> **EXERCISE OBJECTIVE**: All lines from the line containing "Would you mind pointing out the scoreboard" up to and including the last line of the listing below should be echoed exactly; no other lines belong in the response.

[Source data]
* * * * * * * * *

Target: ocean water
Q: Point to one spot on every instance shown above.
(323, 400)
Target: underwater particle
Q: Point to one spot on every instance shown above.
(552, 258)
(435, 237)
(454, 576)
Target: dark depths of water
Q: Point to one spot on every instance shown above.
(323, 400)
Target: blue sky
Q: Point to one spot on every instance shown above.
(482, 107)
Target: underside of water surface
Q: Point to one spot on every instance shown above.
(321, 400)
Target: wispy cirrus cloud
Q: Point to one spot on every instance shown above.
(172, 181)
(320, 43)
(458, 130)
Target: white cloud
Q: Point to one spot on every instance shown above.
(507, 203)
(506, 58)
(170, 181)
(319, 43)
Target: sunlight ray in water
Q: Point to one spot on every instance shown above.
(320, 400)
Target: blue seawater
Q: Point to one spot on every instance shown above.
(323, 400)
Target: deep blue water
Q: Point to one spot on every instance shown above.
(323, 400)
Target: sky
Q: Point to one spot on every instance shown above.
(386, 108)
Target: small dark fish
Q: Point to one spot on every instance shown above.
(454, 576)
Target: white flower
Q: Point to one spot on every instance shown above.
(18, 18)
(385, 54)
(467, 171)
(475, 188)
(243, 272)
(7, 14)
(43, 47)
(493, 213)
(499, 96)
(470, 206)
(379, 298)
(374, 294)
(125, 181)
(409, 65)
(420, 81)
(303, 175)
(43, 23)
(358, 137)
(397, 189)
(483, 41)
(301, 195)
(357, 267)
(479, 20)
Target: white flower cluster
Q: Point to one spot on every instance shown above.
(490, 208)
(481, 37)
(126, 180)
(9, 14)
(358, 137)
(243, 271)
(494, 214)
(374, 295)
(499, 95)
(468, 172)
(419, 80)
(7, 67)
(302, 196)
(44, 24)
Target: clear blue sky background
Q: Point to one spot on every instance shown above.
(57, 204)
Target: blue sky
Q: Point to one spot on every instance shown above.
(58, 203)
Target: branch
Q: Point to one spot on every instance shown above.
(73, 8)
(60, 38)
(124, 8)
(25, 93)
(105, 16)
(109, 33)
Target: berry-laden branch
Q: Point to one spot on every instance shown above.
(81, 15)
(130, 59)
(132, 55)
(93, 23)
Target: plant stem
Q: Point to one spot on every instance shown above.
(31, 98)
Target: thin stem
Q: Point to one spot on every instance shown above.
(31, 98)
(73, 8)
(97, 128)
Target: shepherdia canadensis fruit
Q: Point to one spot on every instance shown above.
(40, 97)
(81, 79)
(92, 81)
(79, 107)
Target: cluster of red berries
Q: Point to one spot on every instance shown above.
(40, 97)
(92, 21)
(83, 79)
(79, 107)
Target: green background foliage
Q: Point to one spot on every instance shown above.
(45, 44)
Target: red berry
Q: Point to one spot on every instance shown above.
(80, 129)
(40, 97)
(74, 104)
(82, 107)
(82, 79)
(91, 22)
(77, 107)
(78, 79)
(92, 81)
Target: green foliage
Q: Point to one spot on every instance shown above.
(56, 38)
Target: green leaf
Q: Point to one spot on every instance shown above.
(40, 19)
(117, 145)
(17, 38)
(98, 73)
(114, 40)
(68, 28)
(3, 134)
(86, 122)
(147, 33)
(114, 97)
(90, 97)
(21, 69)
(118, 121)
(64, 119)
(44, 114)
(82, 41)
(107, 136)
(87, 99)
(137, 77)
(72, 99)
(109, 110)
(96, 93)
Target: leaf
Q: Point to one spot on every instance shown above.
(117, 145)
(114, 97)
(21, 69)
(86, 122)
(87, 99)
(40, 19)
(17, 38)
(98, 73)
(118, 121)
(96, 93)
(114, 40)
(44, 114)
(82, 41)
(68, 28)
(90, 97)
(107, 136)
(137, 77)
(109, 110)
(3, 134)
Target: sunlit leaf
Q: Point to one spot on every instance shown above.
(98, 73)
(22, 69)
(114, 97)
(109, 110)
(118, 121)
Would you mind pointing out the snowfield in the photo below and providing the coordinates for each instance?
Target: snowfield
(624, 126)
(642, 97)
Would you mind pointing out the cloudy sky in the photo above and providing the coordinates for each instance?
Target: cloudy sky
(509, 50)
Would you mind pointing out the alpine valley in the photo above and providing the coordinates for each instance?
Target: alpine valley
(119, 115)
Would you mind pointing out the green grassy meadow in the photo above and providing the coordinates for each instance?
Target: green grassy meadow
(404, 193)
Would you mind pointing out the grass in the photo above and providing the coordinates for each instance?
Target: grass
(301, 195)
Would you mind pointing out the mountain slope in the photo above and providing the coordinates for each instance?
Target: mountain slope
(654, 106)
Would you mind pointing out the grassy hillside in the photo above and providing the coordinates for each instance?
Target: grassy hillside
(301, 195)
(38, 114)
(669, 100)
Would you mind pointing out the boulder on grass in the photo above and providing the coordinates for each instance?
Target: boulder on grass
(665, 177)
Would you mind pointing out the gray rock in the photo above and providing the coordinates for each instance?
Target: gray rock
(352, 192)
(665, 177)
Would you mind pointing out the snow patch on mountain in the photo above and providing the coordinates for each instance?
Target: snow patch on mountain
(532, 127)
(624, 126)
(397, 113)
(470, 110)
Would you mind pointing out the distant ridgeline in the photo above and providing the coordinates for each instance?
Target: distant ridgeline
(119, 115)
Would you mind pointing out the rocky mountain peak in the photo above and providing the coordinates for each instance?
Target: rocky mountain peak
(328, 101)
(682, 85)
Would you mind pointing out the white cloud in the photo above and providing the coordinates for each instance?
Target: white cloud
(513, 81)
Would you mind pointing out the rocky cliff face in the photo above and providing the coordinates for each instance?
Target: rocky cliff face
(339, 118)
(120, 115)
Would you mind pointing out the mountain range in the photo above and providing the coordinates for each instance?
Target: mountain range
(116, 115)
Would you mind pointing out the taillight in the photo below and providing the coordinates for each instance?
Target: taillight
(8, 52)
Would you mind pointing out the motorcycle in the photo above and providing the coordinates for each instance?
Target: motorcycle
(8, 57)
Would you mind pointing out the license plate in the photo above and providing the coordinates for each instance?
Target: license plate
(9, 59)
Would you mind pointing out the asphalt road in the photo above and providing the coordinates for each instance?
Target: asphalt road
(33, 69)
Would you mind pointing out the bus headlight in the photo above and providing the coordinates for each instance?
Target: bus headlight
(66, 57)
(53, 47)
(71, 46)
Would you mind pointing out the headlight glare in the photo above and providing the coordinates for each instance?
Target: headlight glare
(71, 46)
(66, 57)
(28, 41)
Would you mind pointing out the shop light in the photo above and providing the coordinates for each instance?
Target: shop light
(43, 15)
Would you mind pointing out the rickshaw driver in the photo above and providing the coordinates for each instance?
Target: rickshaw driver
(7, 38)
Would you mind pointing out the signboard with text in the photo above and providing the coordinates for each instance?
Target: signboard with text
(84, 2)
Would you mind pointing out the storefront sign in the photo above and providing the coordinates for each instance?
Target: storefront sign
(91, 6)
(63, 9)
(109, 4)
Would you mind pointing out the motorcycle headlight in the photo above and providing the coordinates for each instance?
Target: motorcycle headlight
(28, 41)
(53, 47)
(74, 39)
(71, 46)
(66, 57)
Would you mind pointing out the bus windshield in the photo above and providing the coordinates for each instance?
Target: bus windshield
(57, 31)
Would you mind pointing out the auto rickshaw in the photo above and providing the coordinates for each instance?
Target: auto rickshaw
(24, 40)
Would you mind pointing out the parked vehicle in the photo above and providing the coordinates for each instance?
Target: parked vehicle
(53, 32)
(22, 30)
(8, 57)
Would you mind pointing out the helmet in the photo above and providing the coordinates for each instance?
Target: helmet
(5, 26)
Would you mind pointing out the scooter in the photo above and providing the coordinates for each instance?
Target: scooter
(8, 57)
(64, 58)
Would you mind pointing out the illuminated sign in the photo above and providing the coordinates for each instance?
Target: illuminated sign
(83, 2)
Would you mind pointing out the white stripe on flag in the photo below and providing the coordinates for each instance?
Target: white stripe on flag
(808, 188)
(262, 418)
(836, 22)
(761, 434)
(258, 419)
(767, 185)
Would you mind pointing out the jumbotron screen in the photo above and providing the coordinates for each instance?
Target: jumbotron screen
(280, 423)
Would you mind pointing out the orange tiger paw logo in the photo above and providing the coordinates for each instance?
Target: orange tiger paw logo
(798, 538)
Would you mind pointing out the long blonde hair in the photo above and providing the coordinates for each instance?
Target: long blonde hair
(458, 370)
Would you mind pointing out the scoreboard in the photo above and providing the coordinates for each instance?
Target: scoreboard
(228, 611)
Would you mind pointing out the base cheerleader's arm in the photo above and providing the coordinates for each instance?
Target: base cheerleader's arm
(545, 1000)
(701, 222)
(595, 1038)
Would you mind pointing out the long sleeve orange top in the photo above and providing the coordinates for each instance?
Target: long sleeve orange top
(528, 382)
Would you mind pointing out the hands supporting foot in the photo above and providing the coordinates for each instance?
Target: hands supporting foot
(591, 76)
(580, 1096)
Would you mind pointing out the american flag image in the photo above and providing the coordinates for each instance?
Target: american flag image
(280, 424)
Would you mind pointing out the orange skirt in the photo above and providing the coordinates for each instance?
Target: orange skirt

* * * * * * * * *

> **RESULT OF THIS TASK**:
Would you mind pointing out the scoreboard in the photo above and providing the coordinates for each instance?
Target: scoreboard
(228, 611)
Would you mind pointing out the base cheerleader's arm in the photo above and providing the coordinates for each instance?
Target: base cheerleader's arm
(545, 1000)
(701, 222)
(595, 1038)
Would you mind pointing out the long sleeve orange top in the photo above and providing the coordinates for each instance?
Target: long sleeve orange top
(528, 382)
Would you mind pointing out the hands supporting foot in the photo above and providing the coordinates for each instance?
Target: hands supporting foot
(591, 76)
(580, 1096)
Would you mind pointing out the american flag image in the photo above and providing the coordinates for each instance?
Target: american flag image
(280, 424)
Would you mind pointing out the orange skirt in the photo above and providing the coordinates for each instance?
Target: orange skirt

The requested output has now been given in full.